=== Records for processing ===

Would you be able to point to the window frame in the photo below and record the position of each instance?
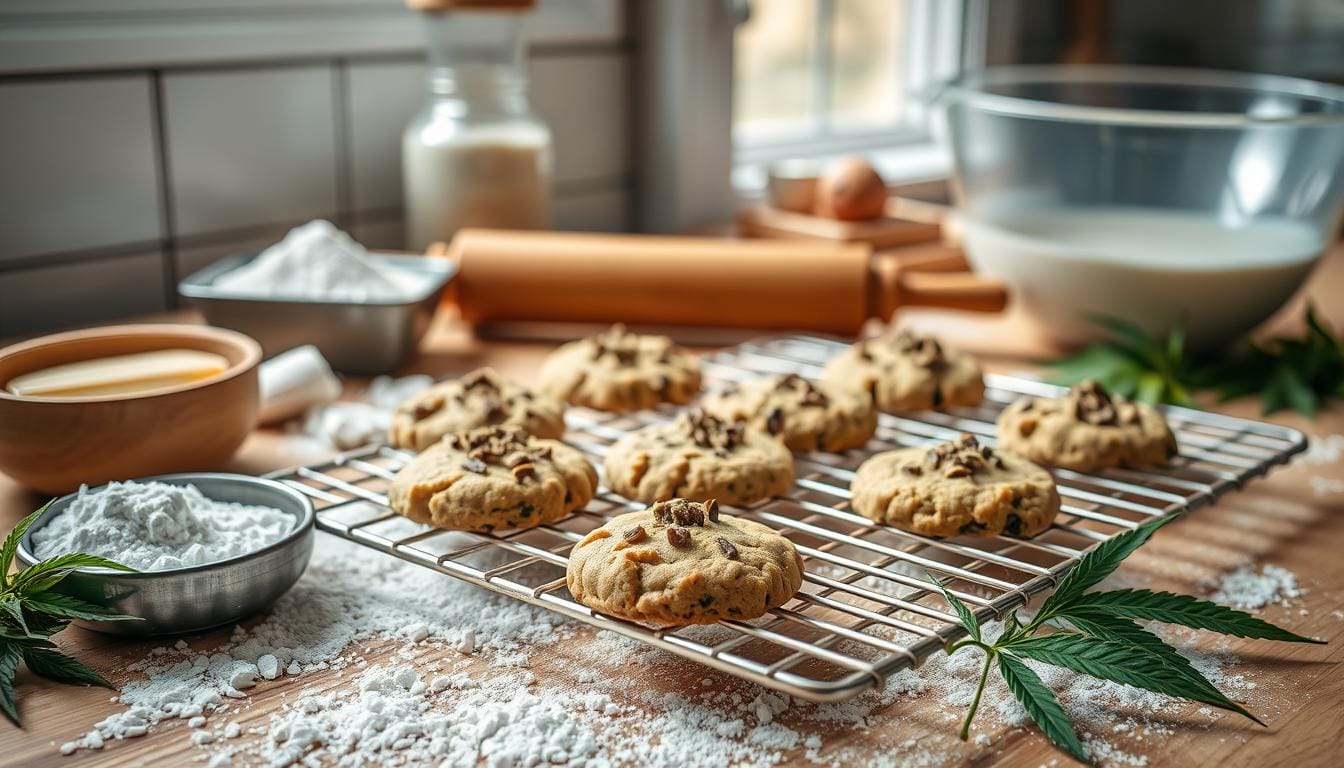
(934, 49)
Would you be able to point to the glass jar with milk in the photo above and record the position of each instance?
(475, 155)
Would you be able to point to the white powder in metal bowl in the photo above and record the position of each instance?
(157, 526)
(317, 261)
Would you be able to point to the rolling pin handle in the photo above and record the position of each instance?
(895, 285)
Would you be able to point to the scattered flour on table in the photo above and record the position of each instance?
(458, 690)
(157, 526)
(1324, 449)
(319, 261)
(1250, 591)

===

What you have to do
Output all lines above precisely. Pictures are to be left out.

Response to the task
Would you be able to point to the window frame in the photo below and record the position of each instance?
(934, 49)
Would you be able to point to the glass jar with milk in the photo above and record the position of each instance?
(475, 155)
Would you be able to point to the white powder in metal bowl in the photo above and record the position of each instance?
(157, 526)
(317, 261)
Would you be able to point to the rolling pin handle in the photo above and record the position of each instance?
(895, 285)
Would you be able to point to the scattered flour on table in the photo above and record the position of each instance?
(458, 690)
(157, 526)
(1324, 449)
(319, 261)
(1250, 591)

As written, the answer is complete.